'''
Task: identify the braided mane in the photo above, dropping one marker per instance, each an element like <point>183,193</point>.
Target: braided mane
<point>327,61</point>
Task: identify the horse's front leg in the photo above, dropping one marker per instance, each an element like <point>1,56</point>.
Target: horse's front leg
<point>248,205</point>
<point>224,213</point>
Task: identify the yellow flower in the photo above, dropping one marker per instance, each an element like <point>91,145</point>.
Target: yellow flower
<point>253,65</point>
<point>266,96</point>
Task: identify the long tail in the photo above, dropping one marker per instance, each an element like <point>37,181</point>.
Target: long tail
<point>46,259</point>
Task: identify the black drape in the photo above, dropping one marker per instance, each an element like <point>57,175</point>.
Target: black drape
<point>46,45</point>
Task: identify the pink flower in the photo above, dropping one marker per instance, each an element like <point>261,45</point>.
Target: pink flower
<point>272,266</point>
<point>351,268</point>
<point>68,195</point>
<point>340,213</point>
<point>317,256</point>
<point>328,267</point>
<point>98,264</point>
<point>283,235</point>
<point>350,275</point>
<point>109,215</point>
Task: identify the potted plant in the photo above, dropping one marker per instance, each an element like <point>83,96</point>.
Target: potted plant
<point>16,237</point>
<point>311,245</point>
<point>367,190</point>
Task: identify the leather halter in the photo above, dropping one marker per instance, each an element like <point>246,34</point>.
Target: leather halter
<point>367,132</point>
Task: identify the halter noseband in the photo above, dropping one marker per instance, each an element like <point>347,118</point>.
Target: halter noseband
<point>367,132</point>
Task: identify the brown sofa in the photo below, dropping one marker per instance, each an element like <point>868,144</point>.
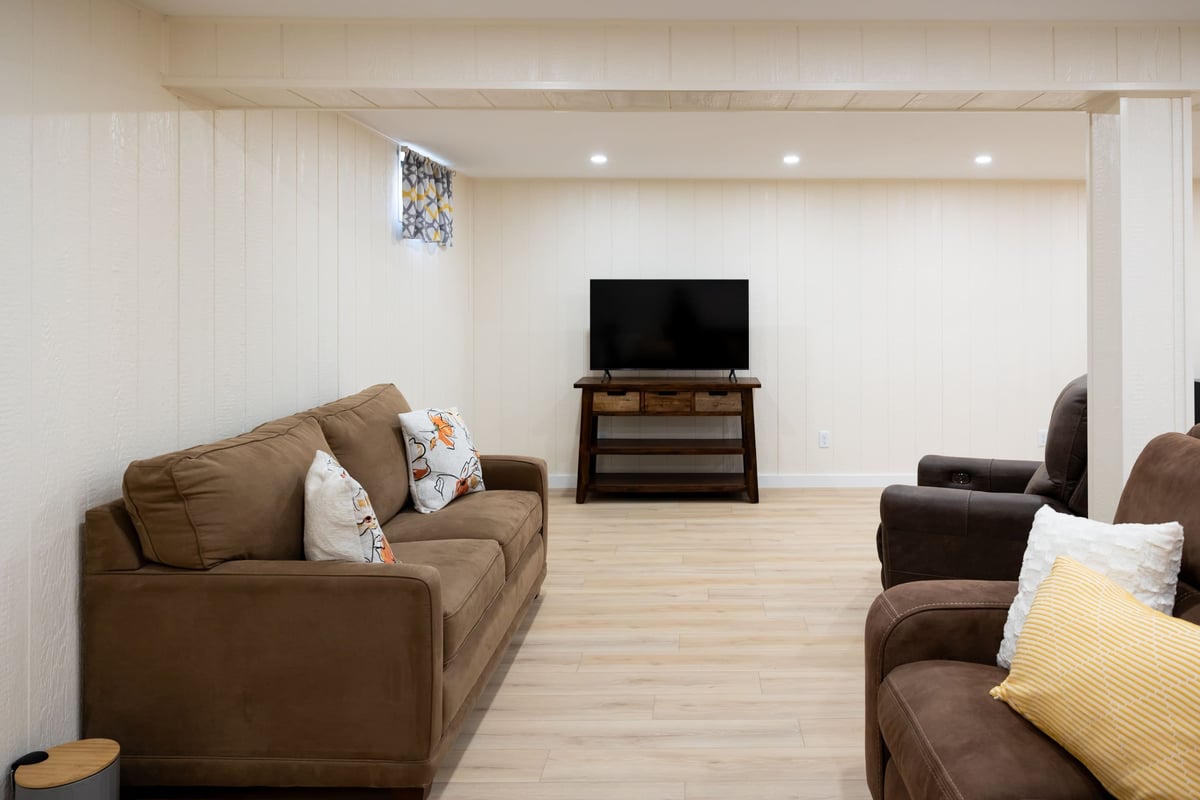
'''
What is expected:
Put all of the lines above into a numbered list, skipping any blank lines and leaving the pictures out.

Finished task:
1. Task: identify the braided mane in the photo above, dropping one marker per instance, each an element like <point>183,193</point>.
2. Target: braided mane
3. <point>327,61</point>
4. Task: identify the horse's front leg in the photo above, dropping one marker per instance, each an element like <point>1,56</point>.
5. Target: horse's front leg
6. <point>248,205</point>
7. <point>224,213</point>
8. Task: identify the yellow flower in the photo above, dropping one marker per instance, each an element like <point>91,145</point>.
9. Target: yellow flower
10. <point>253,65</point>
11. <point>266,96</point>
12. Task: identify the long tail in the photo above, dropping one marker per instance, each an element like <point>37,181</point>.
13. Target: long tail
14. <point>46,259</point>
15. Task: identify the black drape in the photo above, dropping one marker per instance, each an element like <point>57,175</point>.
16. Target: black drape
17. <point>46,45</point>
18. Task: identify the pink flower in the photo above, dropping one marker per instance, each an element like <point>261,45</point>.
19. Target: pink flower
20. <point>272,266</point>
21. <point>351,268</point>
22. <point>68,195</point>
23. <point>340,213</point>
24. <point>317,256</point>
25. <point>328,267</point>
26. <point>98,264</point>
27. <point>283,235</point>
28. <point>350,275</point>
29. <point>109,215</point>
30. Task: identify the potted plant in the photo above, dropping one marker per instance, each an element like <point>83,96</point>.
31. Target: potted plant
32. <point>16,237</point>
33. <point>311,245</point>
34. <point>367,190</point>
35. Task: identify the leather halter in the photo above, dropping one marker per instance, each an element like <point>246,34</point>.
36. Target: leather halter
37. <point>367,132</point>
38. Task: identify the halter noseband in the photo above, dropping one marker per instance, each an element like <point>347,118</point>.
39. Target: halter noseband
40. <point>367,132</point>
41. Task: identify the brown sofa in the photo below, dropping one marker per instance, each an element like <point>868,144</point>.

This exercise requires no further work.